Exercise description: Give the listing again in full, exactly as written.

Recorded data:
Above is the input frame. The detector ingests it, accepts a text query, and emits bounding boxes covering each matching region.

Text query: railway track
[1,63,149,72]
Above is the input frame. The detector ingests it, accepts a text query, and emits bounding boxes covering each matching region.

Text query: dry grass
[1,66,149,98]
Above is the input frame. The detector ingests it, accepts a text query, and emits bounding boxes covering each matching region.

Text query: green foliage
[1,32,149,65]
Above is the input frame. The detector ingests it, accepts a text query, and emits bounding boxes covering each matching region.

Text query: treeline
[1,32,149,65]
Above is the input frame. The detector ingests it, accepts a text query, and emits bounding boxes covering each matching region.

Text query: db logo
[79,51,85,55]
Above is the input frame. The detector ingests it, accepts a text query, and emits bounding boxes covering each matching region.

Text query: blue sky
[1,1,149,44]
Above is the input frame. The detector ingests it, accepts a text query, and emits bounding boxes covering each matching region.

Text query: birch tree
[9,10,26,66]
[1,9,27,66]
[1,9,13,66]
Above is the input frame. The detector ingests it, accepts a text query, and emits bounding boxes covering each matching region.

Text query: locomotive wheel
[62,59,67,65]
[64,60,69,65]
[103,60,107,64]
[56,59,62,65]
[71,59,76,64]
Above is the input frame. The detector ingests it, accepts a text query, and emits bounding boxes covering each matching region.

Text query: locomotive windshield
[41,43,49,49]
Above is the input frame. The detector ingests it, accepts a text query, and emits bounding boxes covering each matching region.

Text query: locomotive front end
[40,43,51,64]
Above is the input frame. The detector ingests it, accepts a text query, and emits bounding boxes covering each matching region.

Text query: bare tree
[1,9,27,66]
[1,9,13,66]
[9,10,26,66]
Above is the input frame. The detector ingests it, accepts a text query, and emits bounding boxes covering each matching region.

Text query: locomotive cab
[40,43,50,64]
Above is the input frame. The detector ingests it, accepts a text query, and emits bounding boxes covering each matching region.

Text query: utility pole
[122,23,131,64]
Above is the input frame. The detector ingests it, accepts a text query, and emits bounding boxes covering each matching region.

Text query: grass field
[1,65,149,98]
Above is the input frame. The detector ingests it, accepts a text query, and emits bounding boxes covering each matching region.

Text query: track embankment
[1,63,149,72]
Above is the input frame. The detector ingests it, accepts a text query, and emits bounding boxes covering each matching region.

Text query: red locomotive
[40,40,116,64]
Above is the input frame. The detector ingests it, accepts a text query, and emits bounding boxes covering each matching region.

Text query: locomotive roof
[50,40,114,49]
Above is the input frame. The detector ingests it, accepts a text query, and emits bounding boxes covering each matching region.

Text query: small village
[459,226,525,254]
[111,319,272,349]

Response to this task:
Above is the input frame. The detector ingests it, accepts a text query, and emits bounding boxes covering each matching region.

Text query: railway track
[1,63,149,72]
Above is the input frame. The detector ingests it, accepts a text query, and emits bounding boxes covering each matching region.

Text query: dry grass
[1,66,149,98]
Above is the input frame. The detector ingests it, accepts a text query, and emits bounding boxes covering each matching region.

Text query: green foliage
[1,32,149,65]
Above is the input frame. The detector ingests it, accepts a text query, and emits bounding boxes covering each matching region.

Text query: treeline
[1,32,149,65]
Above is the input frame. The detector ingests it, accepts a text query, and emits bounding boxes covering each matching region.

Text query: db logo
[79,51,85,55]
Above is the input frame. The detector ingests it, accepts a text query, and emits bounding boxes covering each matching region.

Text query: blue sky
[1,1,149,44]
Above is the input frame. The detector ingests it, accepts a text query, and emits bounding boxes covering each matching region.

Text query: birch tree
[9,10,26,66]
[1,9,27,66]
[1,9,13,66]
Above is the input frame. The detector ingests it, accepts a text query, and emits bounding boxes covering each matching region.

Text query: locomotive wheel
[62,59,67,65]
[64,60,69,65]
[103,60,107,64]
[56,59,62,65]
[71,59,76,64]
Above is the input frame. The detector ingests it, accepts a text query, and emits bounding boxes covering each matching region.

Text query: locomotive windshield
[41,43,49,49]
Above is the input frame. The detector ingests it, accepts a text query, and emits bounding boxes covering each matching region.

Text query: locomotive front end
[40,43,51,64]
Above is the input frame. The detector ingests it, accepts a text query, and emits bounding boxes covering each matching region.

Text query: bare tree
[1,9,27,66]
[1,9,13,66]
[9,10,26,66]
Above is the input frame. The detector ingests it, accepts a text query, and emits bounding boxes covering each matching region.

Text query: locomotive cab
[40,43,50,64]
Above is the input frame. The detector ingests it, accepts a text query, and emits bounding boxes covering each matching region.

Text query: utility pole
[122,23,131,64]
Above is the input frame. The detector ingests it, accepts a text query, and emits bounding boxes covering each matching region.

Text query: grass field
[1,65,149,98]
Above is the input frame. The detector ingests it, accepts a text query, and emits bounding boxes covering each matching region.

Text query: track embankment
[1,63,149,72]
Above is the input frame. The detector ingests it, accepts a text query, and emits bounding boxes covering each matching region.

Text query: red locomotive
[40,40,116,64]
Above is the input frame. The detector ingests it, accepts a text query, and emits bounding boxes covering each matching region.

Text query: locomotive roof
[50,40,114,49]
Above is the input frame. The detector ingests it, accepts a text query, and emits bounding boxes covering each matching region.

Text query: small village
[459,226,525,254]
[111,319,272,349]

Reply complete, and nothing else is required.